----- Extract to read
Monday, November 26, 2012

Leaving Leaves

Thanksgiving week was filled with family, friends, and fun. Unfortunately, it was also filled with leaf burning, which compelled me to leave my home and houseguests a couple of times to search for cleaner air. My city allows open burning of yard waste for three weeks in the spring and three weeks in the fall. I always dread it, and the fact that it coincided with Thanksgiving this year made it doubly frustrating.

Most of the items that cause health problems for the chemically sensitive are synthetic products, often made from a complex mixture of petrochemicals. Because of that, it's easy to fall into the trap of thinking that all synthetic products are harmful and all natural products are safe. That, however, is an oversimplification of the truth. Rattlesnake venom is natural, yet most understand it to be toxic. Many natural products that are generally helpful can be harmful in excess. It's even possible to die from drinking too much water.

Burning leaves are in a sense "natural."  Sometimes a lightning strike will begin a fire. In general, however, fire is not the way God designed for leaves to change form. They are designed to simply decompose and return their nutrients to the earth without any special help from humankind. Burning piles and piles of leaves for week after week is neither natural nor wise. It can cause great distress for those of us with already-weakened bodies, and isn't healthy for anyone.

In a publication on residential leafburning, the Environmental Protection Agency has this to say:

  • Burning leaves produce carbon monoxide. This enters the body, combines with red blood cells, and reduces the amount of oxygen that can be supplied to body tissues.

  • Leaf burning produces hydrocarbons, some of which are irritants of the eyes, nose, throat, and lungs, and some of which are known to cause cancer. Leaves often produce high amounts of hydrocarbons because they tend to burn poorly due to moisture and insufficient air circulation.
----------
----- Information supplied
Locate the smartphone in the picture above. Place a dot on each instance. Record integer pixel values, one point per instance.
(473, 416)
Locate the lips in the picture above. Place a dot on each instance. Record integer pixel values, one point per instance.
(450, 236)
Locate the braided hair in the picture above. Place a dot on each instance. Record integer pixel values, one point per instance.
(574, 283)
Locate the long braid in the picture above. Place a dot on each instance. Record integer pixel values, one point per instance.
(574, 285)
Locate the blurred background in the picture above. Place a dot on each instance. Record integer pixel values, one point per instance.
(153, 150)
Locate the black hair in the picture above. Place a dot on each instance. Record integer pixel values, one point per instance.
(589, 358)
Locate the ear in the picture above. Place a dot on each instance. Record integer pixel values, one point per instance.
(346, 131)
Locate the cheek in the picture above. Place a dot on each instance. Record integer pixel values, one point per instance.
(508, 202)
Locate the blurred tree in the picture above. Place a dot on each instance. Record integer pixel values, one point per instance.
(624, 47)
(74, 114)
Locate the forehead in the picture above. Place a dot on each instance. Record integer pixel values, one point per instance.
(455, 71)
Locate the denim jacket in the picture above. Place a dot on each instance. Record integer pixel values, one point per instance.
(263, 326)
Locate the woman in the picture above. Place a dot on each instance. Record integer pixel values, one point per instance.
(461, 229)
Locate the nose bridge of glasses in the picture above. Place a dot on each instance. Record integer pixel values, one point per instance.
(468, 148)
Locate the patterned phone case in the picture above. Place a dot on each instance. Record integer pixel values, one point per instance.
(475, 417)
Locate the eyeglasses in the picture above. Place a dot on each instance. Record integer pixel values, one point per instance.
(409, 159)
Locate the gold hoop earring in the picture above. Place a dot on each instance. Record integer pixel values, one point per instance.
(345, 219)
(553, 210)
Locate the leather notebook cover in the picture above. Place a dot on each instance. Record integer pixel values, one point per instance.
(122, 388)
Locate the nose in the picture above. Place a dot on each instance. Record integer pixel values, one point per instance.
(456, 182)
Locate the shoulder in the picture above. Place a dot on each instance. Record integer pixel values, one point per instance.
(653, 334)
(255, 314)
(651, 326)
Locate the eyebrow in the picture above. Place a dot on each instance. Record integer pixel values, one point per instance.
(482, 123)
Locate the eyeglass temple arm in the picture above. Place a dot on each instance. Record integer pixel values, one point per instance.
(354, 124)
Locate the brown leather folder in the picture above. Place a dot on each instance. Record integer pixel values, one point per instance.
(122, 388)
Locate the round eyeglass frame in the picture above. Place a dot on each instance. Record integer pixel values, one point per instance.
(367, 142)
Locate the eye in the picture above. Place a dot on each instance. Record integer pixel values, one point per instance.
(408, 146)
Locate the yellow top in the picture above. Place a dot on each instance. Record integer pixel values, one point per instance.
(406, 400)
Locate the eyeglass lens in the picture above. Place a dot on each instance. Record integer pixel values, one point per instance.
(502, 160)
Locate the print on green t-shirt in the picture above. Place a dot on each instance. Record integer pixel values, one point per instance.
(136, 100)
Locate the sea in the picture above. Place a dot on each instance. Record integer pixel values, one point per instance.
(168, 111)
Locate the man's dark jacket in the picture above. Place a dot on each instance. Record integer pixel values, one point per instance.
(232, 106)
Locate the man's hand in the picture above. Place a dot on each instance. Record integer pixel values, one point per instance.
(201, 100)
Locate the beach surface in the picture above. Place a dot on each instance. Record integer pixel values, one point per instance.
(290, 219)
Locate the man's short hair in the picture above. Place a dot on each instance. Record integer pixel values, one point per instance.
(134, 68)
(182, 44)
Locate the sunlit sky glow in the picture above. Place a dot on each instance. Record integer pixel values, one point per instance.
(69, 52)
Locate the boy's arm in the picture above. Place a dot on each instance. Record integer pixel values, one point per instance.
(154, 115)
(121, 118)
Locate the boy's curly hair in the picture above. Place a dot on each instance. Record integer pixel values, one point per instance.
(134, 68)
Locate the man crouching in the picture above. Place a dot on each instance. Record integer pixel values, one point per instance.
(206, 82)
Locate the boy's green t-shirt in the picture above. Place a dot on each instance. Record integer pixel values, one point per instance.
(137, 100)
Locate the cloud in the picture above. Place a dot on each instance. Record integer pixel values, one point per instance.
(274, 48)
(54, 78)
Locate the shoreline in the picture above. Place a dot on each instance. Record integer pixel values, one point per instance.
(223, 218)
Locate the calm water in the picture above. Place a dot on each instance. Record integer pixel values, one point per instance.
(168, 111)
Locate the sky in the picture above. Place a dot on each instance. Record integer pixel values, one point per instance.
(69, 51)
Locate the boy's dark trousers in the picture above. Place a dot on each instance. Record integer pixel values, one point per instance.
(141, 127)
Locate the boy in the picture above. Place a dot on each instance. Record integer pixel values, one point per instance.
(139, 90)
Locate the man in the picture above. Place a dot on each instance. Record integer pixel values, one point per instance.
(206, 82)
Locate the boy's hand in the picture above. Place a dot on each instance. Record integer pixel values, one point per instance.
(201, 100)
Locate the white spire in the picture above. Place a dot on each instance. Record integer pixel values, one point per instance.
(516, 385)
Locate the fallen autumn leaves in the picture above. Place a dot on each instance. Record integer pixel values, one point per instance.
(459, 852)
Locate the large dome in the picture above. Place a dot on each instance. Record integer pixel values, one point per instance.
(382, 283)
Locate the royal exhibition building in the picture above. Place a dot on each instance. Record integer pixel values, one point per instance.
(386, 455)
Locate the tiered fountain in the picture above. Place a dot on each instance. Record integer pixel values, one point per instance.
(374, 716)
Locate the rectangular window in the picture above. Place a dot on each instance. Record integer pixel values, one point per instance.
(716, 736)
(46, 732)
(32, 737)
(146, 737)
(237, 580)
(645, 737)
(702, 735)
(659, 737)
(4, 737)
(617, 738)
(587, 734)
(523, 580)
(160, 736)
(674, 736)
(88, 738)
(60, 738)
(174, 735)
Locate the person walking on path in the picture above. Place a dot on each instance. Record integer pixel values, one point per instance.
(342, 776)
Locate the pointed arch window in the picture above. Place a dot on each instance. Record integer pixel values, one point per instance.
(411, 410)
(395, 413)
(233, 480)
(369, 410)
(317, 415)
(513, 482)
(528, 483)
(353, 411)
----------
* **What needs to be done**:
Reproduce the leaf-burning post above in full, word for word.

* **Task answer**:
Monday, November 26, 2012

Leaving Leaves

Thanksgiving week was filled with family, friends, and fun. Unfortunately, it was also filled with leaf burning, which compelled me to leave my home and houseguests a couple of times to search for cleaner air. My city allows open burning of yard waste for three weeks in the spring and three weeks in the fall. I always dread it, and the fact that it coincided with Thanksgiving this year made it doubly frustrating.

Most of the items that cause health problems for the chemically sensitive are synthetic products, often made from a complex mixture of petrochemicals. Because of that, it's easy to fall into the trap of thinking that all synthetic products are harmful and all natural products are safe. That, however, is an oversimplification of the truth. Rattlesnake venom is natural, yet most understand it to be toxic. Many natural products that are generally helpful can be harmful in excess. It's even possible to die from drinking too much water.

Burning leaves are in a sense "natural."  Sometimes a lightning strike will begin a fire. In general, however, fire is not the way God designed for leaves to change form. They are designed to simply decompose and return their nutrients to the earth without any special help from humankind. Burning piles and piles of leaves for week after week is neither natural nor wise. It can cause great distress for those of us with already-weakened bodies, and isn't healthy for anyone.

In a publication on residential leafburning, the Environmental Protection Agency has this to say:

  • Burning leaves produce carbon monoxide. This enters the body, combines with red blood cells, and reduces the amount of oxygen that can be supplied to body tissues.

  • Leaf burning produces hydrocarbons, some of which are irritants of the eyes, nose, throat, and lungs, and some of which are known to cause cancer. Leaves often produce high amounts of hydrocarbons because they tend to burn poorly due to moisture and insufficient air circulation.